** Work to do **
Please write out each of the rows below word for word, changing nothing.

Entries from a pointing dataset
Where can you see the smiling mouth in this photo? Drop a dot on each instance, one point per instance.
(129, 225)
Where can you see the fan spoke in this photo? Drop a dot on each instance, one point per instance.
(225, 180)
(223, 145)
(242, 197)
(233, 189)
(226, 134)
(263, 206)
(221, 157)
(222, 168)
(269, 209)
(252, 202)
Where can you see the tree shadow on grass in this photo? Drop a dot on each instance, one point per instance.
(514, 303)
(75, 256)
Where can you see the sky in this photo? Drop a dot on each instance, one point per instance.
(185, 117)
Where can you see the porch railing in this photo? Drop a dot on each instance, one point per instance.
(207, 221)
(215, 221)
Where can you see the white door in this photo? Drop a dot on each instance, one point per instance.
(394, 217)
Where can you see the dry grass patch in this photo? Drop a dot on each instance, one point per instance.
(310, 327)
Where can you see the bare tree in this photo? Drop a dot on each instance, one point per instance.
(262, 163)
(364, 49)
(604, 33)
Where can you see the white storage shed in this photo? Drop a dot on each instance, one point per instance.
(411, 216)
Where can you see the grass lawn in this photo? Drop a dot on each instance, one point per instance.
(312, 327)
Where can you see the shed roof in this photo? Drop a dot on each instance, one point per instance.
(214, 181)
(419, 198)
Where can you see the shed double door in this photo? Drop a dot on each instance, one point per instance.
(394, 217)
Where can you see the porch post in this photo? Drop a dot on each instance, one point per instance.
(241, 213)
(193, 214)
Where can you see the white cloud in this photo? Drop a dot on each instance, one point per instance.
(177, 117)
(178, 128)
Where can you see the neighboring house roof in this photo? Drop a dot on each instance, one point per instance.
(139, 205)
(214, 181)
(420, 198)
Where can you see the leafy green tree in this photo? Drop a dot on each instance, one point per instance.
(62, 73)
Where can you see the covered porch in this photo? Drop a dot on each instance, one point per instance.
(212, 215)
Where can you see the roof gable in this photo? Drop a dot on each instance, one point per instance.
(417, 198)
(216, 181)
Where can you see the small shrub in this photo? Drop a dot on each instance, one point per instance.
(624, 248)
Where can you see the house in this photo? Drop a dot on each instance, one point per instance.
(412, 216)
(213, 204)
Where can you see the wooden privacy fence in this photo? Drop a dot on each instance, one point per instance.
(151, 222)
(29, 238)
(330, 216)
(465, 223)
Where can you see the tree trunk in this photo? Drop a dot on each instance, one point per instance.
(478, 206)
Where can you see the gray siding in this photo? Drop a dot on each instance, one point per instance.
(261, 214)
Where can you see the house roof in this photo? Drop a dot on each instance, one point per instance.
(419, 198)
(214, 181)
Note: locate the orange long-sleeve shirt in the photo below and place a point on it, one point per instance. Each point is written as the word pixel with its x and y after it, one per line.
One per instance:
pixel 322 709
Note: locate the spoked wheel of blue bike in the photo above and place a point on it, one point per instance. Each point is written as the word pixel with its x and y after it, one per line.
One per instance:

** Exercise result **
Where can you see the smiling mouth in this photo? Drop a dot on each instance, one point per instance.
(129, 225)
Where can you see the fan spoke in this photo? Drop a dot on each instance, one point per instance.
(225, 180)
(223, 145)
(242, 197)
(233, 189)
(226, 134)
(263, 206)
(221, 157)
(222, 168)
(269, 209)
(252, 202)
Where can you see the tree shadow on grass in this photo? Drop a dot on each instance, one point per instance.
(514, 303)
(75, 256)
Where can you see the sky in this photo? Drop a dot on each instance, one point per instance.
(185, 117)
Where can you see the porch railing in this photo? Drop a dot on each instance, one point per instance.
(207, 221)
(215, 221)
Where can you see the white door in this photo? Drop a dot on each instance, one point per instance.
(394, 217)
Where can you see the dry grass patch in this photo? Drop a dot on each instance, one point per instance.
(310, 327)
Where can you see the bare tree in this photo? Drop a dot on each instance, one point per instance.
(262, 163)
(364, 49)
(604, 33)
Where can you see the white storage shed in this photo? Drop a dot on each instance, one point per instance.
(411, 216)
Where can you see the grass lawn in this photo? Drop a dot on each instance, one point per instance.
(312, 327)
Where can you see the shed roof in this photo? Drop a dot on each instance, one point per instance.
(214, 181)
(419, 198)
Where can you see the shed double door in this photo? Drop a dot on each instance, one point per instance.
(394, 217)
Where can you see the porch post in this photo? Drop a dot on each instance, one point per instance.
(241, 213)
(193, 214)
Where can you see the white cloud in this photo? Drop a dot on each instance, one point per instance.
(177, 117)
(178, 128)
Where can you see the neighboring house roof in this photo? Drop a dot on each instance, one point per instance.
(139, 205)
(214, 181)
(420, 198)
Where can you see the leafy green tree in this photo? Drop a dot on each instance, one point per instance.
(62, 73)
Where can you see the covered porch in this photo? Drop a dot on each instance, one point per instance.
(212, 215)
Where can you see the roof gable in this photo? Drop a dot on each instance, one point per instance.
(417, 198)
(216, 181)
Where can you see the small shrub in this photo? Drop a dot on each instance, one point per instance.
(624, 248)
Where can you see the house in this photo? Drop a dot on each instance, one point per instance.
(412, 216)
(213, 204)
Where can you see the wooden privacy fence in this photo? Drop a dot on each instance, one point per instance.
(151, 222)
(29, 238)
(330, 216)
(465, 223)
Where can you see the tree trunk in this photo? Drop a dot on each instance, one point per instance.
(478, 206)
Where can you see the gray siding in this photo? Drop a dot on each instance, one point per instance.
(261, 214)
Where can you see the house roof in this photo? Drop a dot on each instance, one point per instance.
(419, 198)
(214, 181)
Note: locate the orange long-sleeve shirt in the photo below and place a point on it, one point per instance. Each point is written as the word pixel with its x and y after it, one per line.
One per instance:
pixel 322 709
Note: locate the spoked wheel of blue bike in the photo above and place a point on it, one point per instance. Each point is written as the word pixel with its x and y after it, one per line.
One per instance:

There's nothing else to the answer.